Since only the text is wanted, print every entry below exactly and omit the images.

Stored items:
···
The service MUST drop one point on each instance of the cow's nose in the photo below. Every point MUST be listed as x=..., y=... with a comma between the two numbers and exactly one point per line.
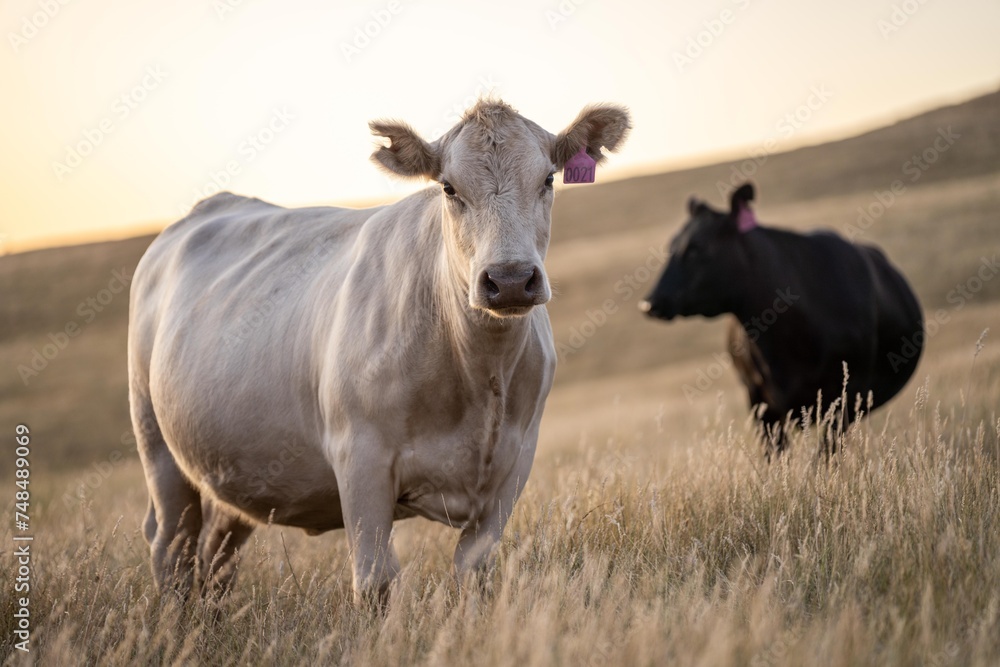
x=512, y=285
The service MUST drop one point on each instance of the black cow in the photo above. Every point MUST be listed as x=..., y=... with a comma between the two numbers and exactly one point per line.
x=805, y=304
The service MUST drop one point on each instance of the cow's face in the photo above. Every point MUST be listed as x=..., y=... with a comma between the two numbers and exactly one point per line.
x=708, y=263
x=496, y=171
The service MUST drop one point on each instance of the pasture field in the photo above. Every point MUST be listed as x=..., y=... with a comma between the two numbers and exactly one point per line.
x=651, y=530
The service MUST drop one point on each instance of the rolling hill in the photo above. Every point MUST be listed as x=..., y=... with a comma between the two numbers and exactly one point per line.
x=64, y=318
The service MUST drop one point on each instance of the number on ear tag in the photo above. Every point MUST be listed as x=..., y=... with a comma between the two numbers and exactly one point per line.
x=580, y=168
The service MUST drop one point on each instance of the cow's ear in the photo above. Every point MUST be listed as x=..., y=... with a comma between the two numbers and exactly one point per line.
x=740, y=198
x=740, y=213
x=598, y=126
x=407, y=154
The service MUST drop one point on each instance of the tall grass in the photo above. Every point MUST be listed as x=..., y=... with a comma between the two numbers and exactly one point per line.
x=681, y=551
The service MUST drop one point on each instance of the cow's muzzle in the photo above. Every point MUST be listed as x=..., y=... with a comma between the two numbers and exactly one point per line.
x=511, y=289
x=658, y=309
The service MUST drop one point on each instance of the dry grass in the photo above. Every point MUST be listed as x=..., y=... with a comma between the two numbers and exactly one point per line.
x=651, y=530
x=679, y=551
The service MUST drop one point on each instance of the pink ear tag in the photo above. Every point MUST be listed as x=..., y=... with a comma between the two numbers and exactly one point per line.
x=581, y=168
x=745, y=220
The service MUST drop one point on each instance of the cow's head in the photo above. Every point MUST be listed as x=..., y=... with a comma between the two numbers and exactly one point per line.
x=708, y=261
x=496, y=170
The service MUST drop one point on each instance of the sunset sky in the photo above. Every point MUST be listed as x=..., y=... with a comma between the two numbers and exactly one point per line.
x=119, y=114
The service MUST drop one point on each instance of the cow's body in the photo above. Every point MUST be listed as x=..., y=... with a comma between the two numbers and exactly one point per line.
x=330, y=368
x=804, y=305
···
ANSWER TO THIS EXERCISE:
The service MUST drop one point on each instance of the cow's nose in the photo below. Every point MUST be listed as x=..., y=... with a comma between the two numbers and exactly one point per line.
x=512, y=285
The service MUST drop one point on each instance of the black cow in the photo above. Every point MUST be listed as x=..., y=... with a comma between the two numbers and exactly one point per line.
x=805, y=304
The service MUST drop one point on each instance of the cow's face in the photo above. Every point MUST be listed as x=..., y=... with a comma between the two numbers and exactly one point per line.
x=708, y=263
x=496, y=171
The service MUST drop one point on each instance of the pasture field in the photo above. Every point MUST be listed as x=..., y=... with a comma between the two numbers and exactly one point per line.
x=651, y=530
The service MUST drop one point on each instance of the rolling hill in the photo above. Every point MUST be listed as x=..., y=... with a comma between the two numbers and exactly one point per line.
x=64, y=318
The service MUST drop one point on each instance of the number on ear tag in the photo above. Every point MUST be listed as x=..., y=... with a comma between the two numbers and exactly one point per line.
x=580, y=168
The service MUST drop one point on each instance of the cow's ear in the photo above. Every point MUST be listed as x=..., y=... with a comma between the two numbers and exactly one point per line.
x=740, y=198
x=740, y=213
x=598, y=126
x=407, y=154
The service MUST drop one point on each instance of the tall grass in the photo above. Every point MUST be listed as x=..., y=... with a comma between the two numbers and exactly one point per line.
x=681, y=551
The service MUST drop one point on each instance of the cow's muzzle in the photo above. Every point MUST be listed as x=..., y=... with a comma between the two numbers and exactly one point per line.
x=511, y=289
x=658, y=309
The service MUST drop one point on each instance of the dry grass in the photo above. Every point MUST be listed as x=..., y=... with a comma between the two numbers and exactly one point per line.
x=651, y=530
x=679, y=551
The service MUST drop one point on each instance of the pink ear tag in the photo above. Every point MUST be listed as x=..., y=... with a comma between the two numbers and exactly one point per line.
x=581, y=168
x=745, y=220
The service MUST drop one point on each instance of the cow's head in the photo above. Every point MUST be listed as x=..., y=... with a comma between the two numbers and exactly one point per line.
x=708, y=261
x=496, y=170
The service MUST drop one point on each instance of the sunset sky in the photo above. Every point MUST be listed as x=..., y=... with a comma between the two numbers and exactly one point per line.
x=119, y=114
The service MUST drop one point on each instance of the cow's body in the photo above. Every point MUST be listed as x=..., y=... with a comma between the two numbers and exactly one point per line.
x=330, y=368
x=804, y=305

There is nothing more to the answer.